■ Quoted passage:
T2T genome assembly has proven to be a powerful tool for elucidating the genetic basis of various species19. For the Neijiang pig genome, the T2T assembly generated a near-complete sequence, with only a 500 bp gap remaining on chromosome 16. We compiled the chromosome-anchored sequence lengths of four existing pig T2T genomes: NJP-T2T (2.61 Gbp), T2T_Mpig1.0 (2.61 Gbp), T2T_RCpig1.0 (2.63 Gbp)20, and JH-T2T (2.57 Gbp)21. The genome size of NJP-T2T is similar to those of T2T_Mpig1.0, T2T_RCpig1.0, and JH-T2T. Differences in genome size may be attributed to breed variation, differences in telomere and centromere lengths of the assembled individuals, as well as assembly methodologies. Compared to other representative indigenous pig genomes, it represents one of the most contiguous and reliable assemblies currently available20,21,22,23. Moreover, compared to the NCBI pig reference genome (Sscrofa11.1), the NJP-T2T assembly demonstrates higher alignment accuracy and a lower error rate in variant detection. This genome exhibits broad applicability in genetic analyses of Chinese indigenous pigs, particularly the Neijiang pig.

Centromeric regions are essential for chromosome segregation and stability, but their highly repetitive sequences pose significant challenges for analysis24. Currently, commonly used approaches for centromere detection include software-based predictions and ChIP-seq25,26,27. Software-based prediction typically localizes centromeres by enriching for tandem repeat sequences. Although this approach is convenient, its precision is often limited. ChIP-seq, combined with CENH3 or CENP antibodies, offers more accurate centromere mapping, but species-specific antibodies are unavailable for many organisms. For example, pigs lack a CENP antibody. In our study, we selected a rabbit-derived anti-CENPA antibody (ab217622, Abcam, Cambridge, UK), which shares 96% homology with Neijiang pig CENPA, for ChIP-seq analysis. However, Western blotting failed to effectively detect CENPA in Neijiang pig. Additionally, the centromere localization results from tools such as quaraTET were inconsistent with prior studies in pigs. Ultimately, we preliminarily located centromeric regions based on their characteristic genomic features and confirmed their accuracy by aligning with previously validated pig centromeric satellite sequences. Subsequently, we performed clustering analysis of repeat monomers28, successfully identifying and mapping the centromeric regions of the Neijiang pig genome for the first time.

■ Material provided:
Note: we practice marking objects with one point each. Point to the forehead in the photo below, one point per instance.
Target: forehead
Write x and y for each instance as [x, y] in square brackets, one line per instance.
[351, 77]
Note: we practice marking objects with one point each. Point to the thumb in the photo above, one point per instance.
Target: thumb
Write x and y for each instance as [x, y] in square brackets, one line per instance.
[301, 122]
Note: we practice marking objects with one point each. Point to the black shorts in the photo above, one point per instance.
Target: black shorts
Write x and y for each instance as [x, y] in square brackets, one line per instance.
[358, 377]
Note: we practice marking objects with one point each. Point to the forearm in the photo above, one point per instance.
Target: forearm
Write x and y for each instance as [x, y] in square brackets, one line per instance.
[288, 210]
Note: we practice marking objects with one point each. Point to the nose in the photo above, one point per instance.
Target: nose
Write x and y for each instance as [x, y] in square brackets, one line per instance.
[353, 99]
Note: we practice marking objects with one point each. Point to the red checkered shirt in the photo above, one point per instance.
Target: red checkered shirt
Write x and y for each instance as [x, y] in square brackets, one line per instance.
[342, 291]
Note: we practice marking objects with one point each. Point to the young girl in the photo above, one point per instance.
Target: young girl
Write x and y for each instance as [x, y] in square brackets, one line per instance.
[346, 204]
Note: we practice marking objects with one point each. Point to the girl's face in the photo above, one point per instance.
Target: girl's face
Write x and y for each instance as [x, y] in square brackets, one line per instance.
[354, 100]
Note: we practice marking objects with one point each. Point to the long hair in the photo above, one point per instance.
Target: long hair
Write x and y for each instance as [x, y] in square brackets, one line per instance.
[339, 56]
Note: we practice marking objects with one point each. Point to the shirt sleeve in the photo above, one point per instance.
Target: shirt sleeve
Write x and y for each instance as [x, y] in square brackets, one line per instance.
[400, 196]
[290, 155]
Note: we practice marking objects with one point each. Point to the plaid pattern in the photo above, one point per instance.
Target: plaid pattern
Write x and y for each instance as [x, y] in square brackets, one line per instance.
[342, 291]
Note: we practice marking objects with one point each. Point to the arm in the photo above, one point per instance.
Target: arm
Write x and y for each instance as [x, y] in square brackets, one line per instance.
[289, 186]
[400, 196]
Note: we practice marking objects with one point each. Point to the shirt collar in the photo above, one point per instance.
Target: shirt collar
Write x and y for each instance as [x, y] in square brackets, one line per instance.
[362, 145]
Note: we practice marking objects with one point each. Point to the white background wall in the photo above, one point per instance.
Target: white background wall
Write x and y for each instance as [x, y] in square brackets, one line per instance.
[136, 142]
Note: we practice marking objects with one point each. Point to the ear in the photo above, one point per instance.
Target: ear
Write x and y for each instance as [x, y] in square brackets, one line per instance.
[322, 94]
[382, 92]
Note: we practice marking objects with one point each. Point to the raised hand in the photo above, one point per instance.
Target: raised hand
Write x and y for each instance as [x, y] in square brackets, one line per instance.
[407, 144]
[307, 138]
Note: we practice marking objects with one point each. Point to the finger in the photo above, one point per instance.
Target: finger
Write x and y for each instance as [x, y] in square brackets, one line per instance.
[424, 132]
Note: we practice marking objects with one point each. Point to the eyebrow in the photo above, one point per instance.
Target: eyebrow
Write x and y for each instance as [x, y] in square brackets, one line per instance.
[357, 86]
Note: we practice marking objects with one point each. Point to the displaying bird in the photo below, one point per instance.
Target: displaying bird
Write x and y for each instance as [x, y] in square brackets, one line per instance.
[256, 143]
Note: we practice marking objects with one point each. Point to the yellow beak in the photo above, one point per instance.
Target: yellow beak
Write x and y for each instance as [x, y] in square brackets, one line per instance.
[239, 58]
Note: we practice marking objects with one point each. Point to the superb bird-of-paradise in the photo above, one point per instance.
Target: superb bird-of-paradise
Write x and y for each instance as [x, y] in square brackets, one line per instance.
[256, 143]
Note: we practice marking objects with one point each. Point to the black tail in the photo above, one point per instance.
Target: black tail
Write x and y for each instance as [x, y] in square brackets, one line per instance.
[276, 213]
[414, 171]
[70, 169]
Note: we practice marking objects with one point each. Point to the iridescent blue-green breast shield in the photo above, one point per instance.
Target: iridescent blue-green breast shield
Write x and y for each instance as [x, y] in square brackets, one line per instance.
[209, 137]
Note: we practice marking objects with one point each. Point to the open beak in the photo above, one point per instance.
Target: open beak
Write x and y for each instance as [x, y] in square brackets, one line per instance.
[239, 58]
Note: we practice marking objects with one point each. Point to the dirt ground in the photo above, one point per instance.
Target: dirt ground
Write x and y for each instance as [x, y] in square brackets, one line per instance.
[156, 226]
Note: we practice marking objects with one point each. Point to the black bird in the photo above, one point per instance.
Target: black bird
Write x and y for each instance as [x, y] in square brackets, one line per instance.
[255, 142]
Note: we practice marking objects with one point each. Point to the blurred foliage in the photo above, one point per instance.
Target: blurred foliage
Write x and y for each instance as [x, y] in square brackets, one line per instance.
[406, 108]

■ Parts of the exercise:
**a)** According to the passage on the Neijiang pig genome, what gap remains in its T2T assembly, and on which chromosome?
**b)** Decide whether each statement agrees with the passage on the Neijiang pig genome, and support each decision with the deciding words of the passage, quoted exactly.
(i) Western blotting detected CENPA in the Neijiang pig.
(ii) The rabbit-derived anti-CENPA antibody shares 96% homology with Neijiang pig CENPA.
(iii) A species-specific CENP antibody is available for pigs.
**c)** Write the next paragraph of the passage on the Neijiang pig genome, continuing from its final sentence.

■ Outputs by task:
**a)** A 500 bp gap remains on chromosome 16.

**b)**
(i) No: "Western blotting failed to effectively detect CENPA in Neijiang pig."
(ii) Yes: "which shares 96% homology with Neijiang pig CENPA"
(iii) No: "pigs lack a CENP antibody."

**c)**
As one of the representative indigenous pig breeds in China, Neijiang pigs are known for their exceptional meat quality, reproductive performance (relative to other local breeds), and environmental adaptability29. However, with the advancement of modern farming practices, their genetic diversity and resources are at risk of loss and endangerment. Genetic diversity analysis reveals that the Neijiang pig population exhibits moderate genetic variation, with a predominant presence of fixed alleles, though some diversity is still retained. However, certain individuals show a higher number of ROH, suggesting potential local inbreeding risks. These results indicate that the breed is susceptible to genetic drift, underscoring the need to control inbreeding within the limited gene pool to ensure the sustainable development of the population.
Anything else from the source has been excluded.